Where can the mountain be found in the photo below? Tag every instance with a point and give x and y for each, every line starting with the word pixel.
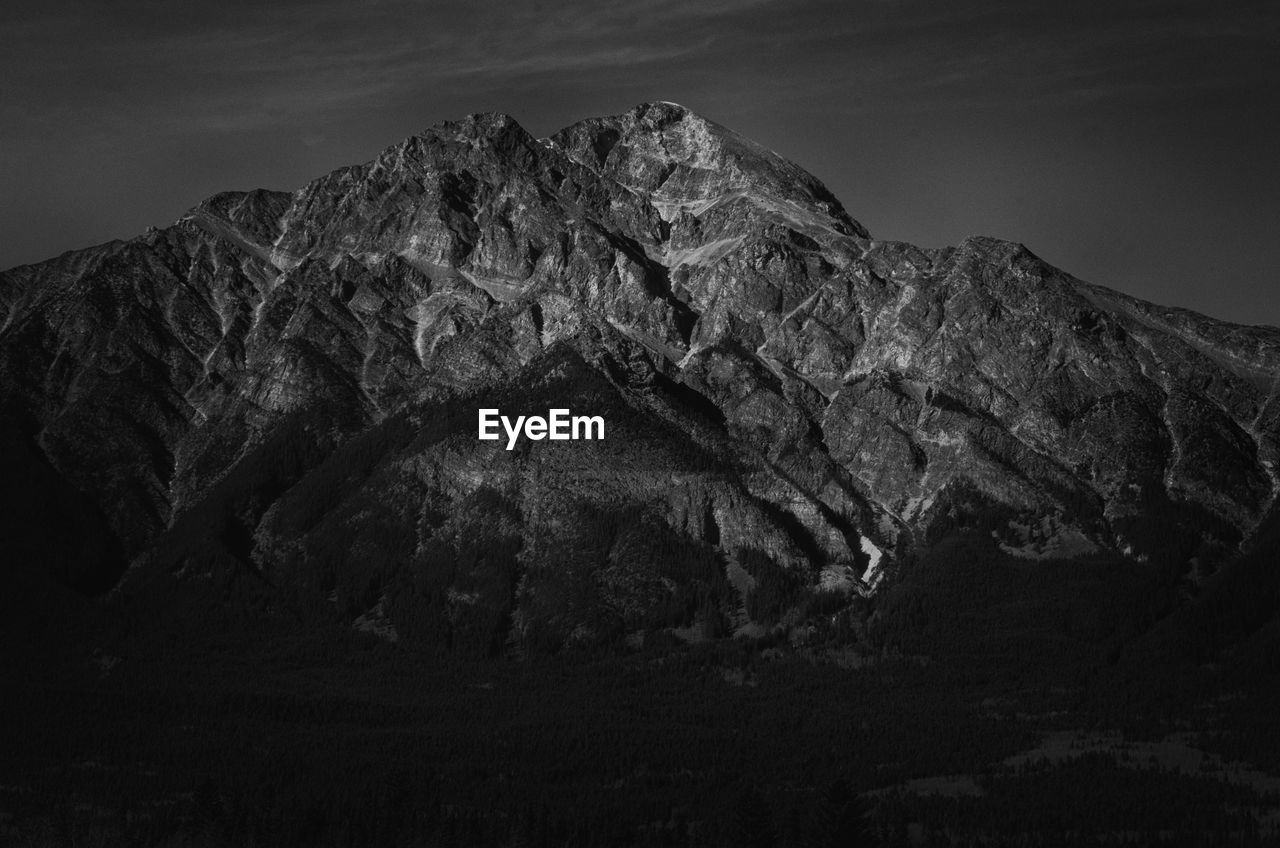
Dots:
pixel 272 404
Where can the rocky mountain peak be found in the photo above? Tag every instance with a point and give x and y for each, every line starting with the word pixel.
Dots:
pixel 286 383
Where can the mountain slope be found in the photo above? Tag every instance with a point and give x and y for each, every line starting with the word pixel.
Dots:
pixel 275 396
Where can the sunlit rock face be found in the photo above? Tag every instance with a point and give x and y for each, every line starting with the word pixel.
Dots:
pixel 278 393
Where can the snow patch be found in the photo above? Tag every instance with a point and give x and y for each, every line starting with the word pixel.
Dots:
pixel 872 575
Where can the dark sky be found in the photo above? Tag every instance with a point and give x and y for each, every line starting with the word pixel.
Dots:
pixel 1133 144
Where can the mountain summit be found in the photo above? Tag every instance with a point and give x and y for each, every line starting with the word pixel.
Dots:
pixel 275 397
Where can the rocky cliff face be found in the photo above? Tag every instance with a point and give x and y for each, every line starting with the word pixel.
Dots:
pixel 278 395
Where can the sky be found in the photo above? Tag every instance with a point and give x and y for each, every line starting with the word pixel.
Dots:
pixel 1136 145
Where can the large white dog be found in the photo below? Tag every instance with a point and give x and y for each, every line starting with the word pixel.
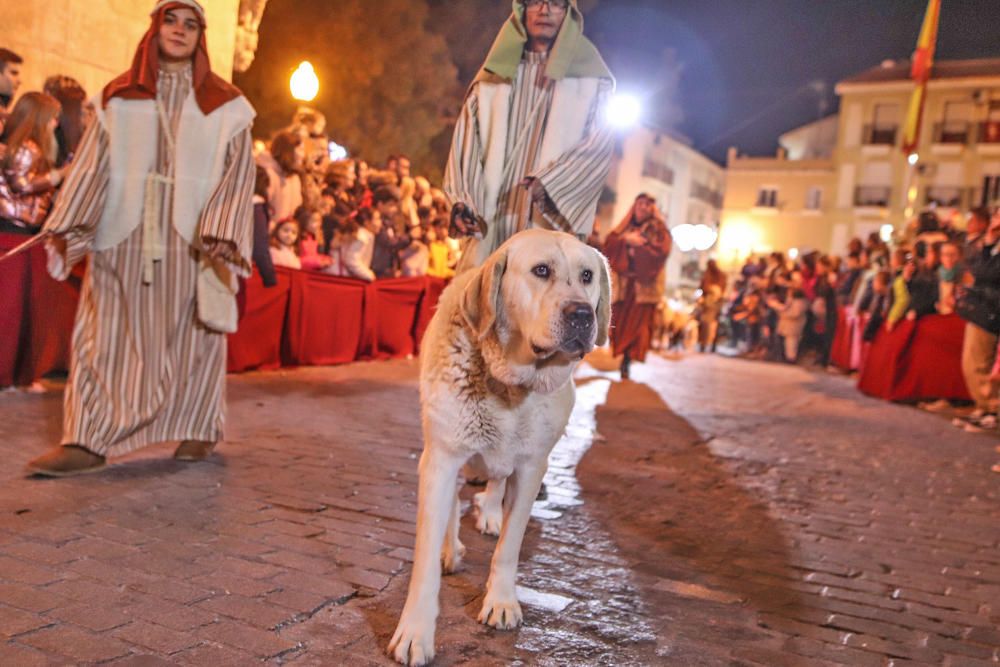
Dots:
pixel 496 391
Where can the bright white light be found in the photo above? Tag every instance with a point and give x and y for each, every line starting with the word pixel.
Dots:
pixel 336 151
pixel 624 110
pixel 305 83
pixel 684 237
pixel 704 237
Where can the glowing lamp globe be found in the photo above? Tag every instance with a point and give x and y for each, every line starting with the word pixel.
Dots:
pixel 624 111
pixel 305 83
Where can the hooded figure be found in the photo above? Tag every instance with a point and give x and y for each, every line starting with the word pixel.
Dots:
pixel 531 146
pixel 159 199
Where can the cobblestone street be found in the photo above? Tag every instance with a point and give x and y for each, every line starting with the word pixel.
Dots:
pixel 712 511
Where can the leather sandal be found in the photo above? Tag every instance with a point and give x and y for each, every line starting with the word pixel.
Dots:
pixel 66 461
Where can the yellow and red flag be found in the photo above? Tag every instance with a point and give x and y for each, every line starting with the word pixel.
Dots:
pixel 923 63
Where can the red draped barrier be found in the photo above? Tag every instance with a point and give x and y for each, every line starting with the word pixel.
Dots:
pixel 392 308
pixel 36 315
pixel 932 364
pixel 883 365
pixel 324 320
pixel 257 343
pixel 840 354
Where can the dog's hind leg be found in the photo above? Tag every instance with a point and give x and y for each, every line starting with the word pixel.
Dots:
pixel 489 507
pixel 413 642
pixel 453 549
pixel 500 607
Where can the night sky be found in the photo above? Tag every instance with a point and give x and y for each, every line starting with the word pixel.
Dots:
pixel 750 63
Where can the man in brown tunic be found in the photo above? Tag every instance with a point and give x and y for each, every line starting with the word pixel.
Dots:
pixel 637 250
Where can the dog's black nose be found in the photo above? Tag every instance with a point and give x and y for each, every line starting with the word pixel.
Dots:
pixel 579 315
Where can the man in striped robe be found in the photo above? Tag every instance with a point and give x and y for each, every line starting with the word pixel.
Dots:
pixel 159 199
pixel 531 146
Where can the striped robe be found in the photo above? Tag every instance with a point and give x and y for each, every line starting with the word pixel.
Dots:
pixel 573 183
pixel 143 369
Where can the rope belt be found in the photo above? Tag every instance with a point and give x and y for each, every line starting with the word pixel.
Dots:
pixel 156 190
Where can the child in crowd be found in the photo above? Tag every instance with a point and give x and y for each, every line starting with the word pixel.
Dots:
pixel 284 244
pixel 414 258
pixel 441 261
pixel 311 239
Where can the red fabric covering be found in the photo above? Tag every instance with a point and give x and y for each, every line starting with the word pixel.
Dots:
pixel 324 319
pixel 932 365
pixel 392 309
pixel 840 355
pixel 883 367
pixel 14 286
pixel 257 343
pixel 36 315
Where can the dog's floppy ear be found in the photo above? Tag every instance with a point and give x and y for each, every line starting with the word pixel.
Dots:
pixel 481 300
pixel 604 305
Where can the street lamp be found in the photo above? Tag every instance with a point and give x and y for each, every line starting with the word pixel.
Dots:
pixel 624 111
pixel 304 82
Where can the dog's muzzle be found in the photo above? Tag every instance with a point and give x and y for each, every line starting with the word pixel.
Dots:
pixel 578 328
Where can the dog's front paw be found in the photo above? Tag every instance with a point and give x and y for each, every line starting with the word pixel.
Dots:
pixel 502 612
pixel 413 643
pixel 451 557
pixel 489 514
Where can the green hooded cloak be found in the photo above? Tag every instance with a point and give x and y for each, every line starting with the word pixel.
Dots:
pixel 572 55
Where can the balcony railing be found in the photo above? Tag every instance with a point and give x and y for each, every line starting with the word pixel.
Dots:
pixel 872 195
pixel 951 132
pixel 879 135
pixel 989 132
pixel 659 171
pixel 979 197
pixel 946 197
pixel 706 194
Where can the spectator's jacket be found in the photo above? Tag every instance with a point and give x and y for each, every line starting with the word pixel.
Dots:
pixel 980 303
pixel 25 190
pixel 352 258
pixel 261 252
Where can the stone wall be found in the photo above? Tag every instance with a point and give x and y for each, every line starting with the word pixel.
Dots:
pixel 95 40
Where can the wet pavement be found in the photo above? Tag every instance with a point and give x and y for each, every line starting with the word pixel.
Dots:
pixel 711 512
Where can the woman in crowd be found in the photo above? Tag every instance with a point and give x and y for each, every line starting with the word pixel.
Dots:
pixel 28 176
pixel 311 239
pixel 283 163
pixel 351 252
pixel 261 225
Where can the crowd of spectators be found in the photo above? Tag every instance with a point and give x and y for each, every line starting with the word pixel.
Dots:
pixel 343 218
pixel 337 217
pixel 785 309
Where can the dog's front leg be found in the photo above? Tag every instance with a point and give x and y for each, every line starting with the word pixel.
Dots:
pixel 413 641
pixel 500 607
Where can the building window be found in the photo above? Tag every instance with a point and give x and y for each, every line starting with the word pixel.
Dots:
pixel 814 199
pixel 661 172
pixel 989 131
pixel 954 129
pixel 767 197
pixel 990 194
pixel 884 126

***

• [SET TASK]
Retype all of the data above verbatim, leaving the pictures out of your answer.

• [WRITTEN RESPONSE]
Where can the mountain be found in the photo below? Tag every instance with a point and give x and y for each, every line starting with the word pixel.
Dots:
pixel 272 404
Where can the rocky mountain peak be found in the photo above? Tag every instance with a point and give x and y for each, every line starting with the word pixel.
Dots:
pixel 286 383
Where can the mountain slope be found in the photo above? Tag every instance with a point and give x and y for each, every line starting with the word pixel.
Dots:
pixel 275 396
Where can the sunlit rock face be found in the photo above? Tag every instance with a point and give x and y for each, every line starting with the word pixel.
Dots:
pixel 278 393
Where can the snow patch be found in the photo above? Tag every instance with a point and give x and y for each, every line starting with the word pixel.
Dots:
pixel 872 575
Where can the dark sky be found in the photo above? Tag every instance with a point and give x and y for each, every line starting with the word pixel.
Dots:
pixel 1133 144
Where can the mountain summit be found in the photo above? Tag every instance with a point and give x and y for each, every line starting with the word pixel.
Dots:
pixel 275 397
Where can the rocky cliff face be found in the photo above? Tag every instance with a point and give x and y for each, every line starting with the word pixel.
Dots:
pixel 278 395
Where can the sky be found in the photo above? Tag every instance with a point and give x and y for each, every line starting with the word pixel.
Dots:
pixel 1136 145
Where can the large white dog be found in the photo below? Tag every instance with a point and give x and y for each, every line starting with the word pixel.
Dots:
pixel 496 391
Where can the bright white light be found in the photo above? Tag every instance with a point and give x and y for each, every line starting with the word pixel.
Dots:
pixel 336 151
pixel 624 110
pixel 305 83
pixel 684 237
pixel 704 237
Where can the glowing lamp globe be found in the photo above? Tag every instance with a point and give x and y for each, every line starting with the word pixel.
Dots:
pixel 624 111
pixel 305 83
Where can the hooded figure be found in the photo above? Tag every instance with a point and give x and y for each, every line starting with the word pixel.
Dots:
pixel 531 146
pixel 159 199
Where can the cobblestone street be found in the photo above? Tag every instance with a point and give x and y for each, every line starting with the word pixel.
Dots:
pixel 712 511
Where can the leather sandal be found in the photo above? Tag every instance with a point and give x and y for each, every line starting with the word pixel.
Dots:
pixel 66 461
Where can the yellow and red flag be found in the photo above? Tag every instance with a point and give x and y for each, every line starting with the word pixel.
Dots:
pixel 923 63
Where can the red draped barrier be found in the photo above? Tag every instance with a point and give x and y for each, every line starting with the word pixel.
Dots:
pixel 392 308
pixel 36 315
pixel 932 364
pixel 883 365
pixel 324 320
pixel 257 343
pixel 840 354
Where can the dog's hind leg be found in the photo above? Tag every instance with a point and give x and y for each, every line starting with the word pixel.
Dots:
pixel 489 507
pixel 413 642
pixel 453 549
pixel 500 607
Where can the night sky be found in the photo above? Tag every instance with a point and give x and y for each, every line starting with the word pixel.
Dots:
pixel 750 63
Where can the man in brown tunic be found in the photo above? Tag every instance with a point and give x and y for each, every line starting with the word pixel.
Dots:
pixel 637 250
Where can the dog's black nose be found in the photo above? Tag every instance with a point and give x and y for each, every line starting with the word pixel.
Dots:
pixel 579 315
Where can the man in striped robe be found in the photo above? Tag every instance with a point and give x and y for each, every line starting with the word pixel.
Dots:
pixel 159 199
pixel 531 146
Where can the striped robe be found in the photo above? Tag every instance with a point and give x and y for each, every line starting with the word pixel.
Dots:
pixel 573 183
pixel 143 369
Where can the rope belt be found in the photo above? Tag every instance with a point and give x and y for each, every line starting with the word pixel.
Dots:
pixel 156 190
Where can the child in crowd be found in the photo above? Tag every instance with a point and give x and y for each, every line starting with the word pixel.
Dots:
pixel 284 244
pixel 414 258
pixel 441 261
pixel 311 239
Where can the red fabric covering be found in the photo above? Tag every instance with a point and give x and y for each, every line starting with the word pixel.
Dots:
pixel 324 319
pixel 932 365
pixel 392 309
pixel 840 355
pixel 883 367
pixel 14 286
pixel 257 343
pixel 36 315
Where can the dog's floppy ear be found in the photo above? Tag every instance with a point and give x and y for each, every line starting with the word pixel.
Dots:
pixel 481 300
pixel 604 305
Where can the street lamp be found in the photo above? Tag every instance with a point and give x and y for each, every line starting with the word pixel.
Dots:
pixel 624 111
pixel 304 82
Where can the dog's muzzle be found in the photo above? Tag every instance with a point and give x and y for each, every line starting with the word pixel.
Dots:
pixel 578 328
Where can the dog's front paw be found in the photo above? Tag every instance with a point and give x and y for each, every line starting with the word pixel.
Dots:
pixel 502 612
pixel 413 643
pixel 451 557
pixel 489 514
Where can the green hooded cloak be found in the photo above? Tag every instance with a point and give x and y for each, every line starting with the word pixel.
Dots:
pixel 572 55
Where can the balcony railing be found in the photo above? Tag every instance with a point and give x and y for each, every line starting with the word pixel.
Dots:
pixel 872 195
pixel 951 132
pixel 879 135
pixel 989 132
pixel 659 171
pixel 979 197
pixel 946 197
pixel 706 194
Where can the spectator's jacket be found in the photo above? Tag every instance with a point and give x and y for each, every line starting with the word pixel.
Dots:
pixel 980 303
pixel 25 190
pixel 352 258
pixel 261 252
Where can the stone wall be found in the photo above? Tag every instance with a point and give x and y for each, every line starting with the word pixel.
Dots:
pixel 95 40
Where can the wet pavement be found in the photo above? Tag every instance with a point and give x and y for each, every line starting with the word pixel.
Dots:
pixel 711 512
Where can the woman in crowd be found in the photo above? Tag every instance with a point and give x and y for each, every line starting with the word pixel.
Dots:
pixel 28 176
pixel 311 239
pixel 283 163
pixel 351 252
pixel 261 225
Where can the crowd of spectators be found in the photo above? Tag every instance with a point and give x and y for each, every line starting with the word pixel.
Dots:
pixel 343 218
pixel 337 217
pixel 785 309
Where can the dog's front leg be found in the photo above? Tag every instance with a point and give x and y for each, every line starting with the word pixel.
Dots:
pixel 413 641
pixel 500 607
Where can the building window be found in the photo above? Tag every instance with a point and give x and y for each, every line starting with the word pixel.
Dots:
pixel 814 199
pixel 661 172
pixel 989 131
pixel 954 129
pixel 767 197
pixel 990 194
pixel 884 126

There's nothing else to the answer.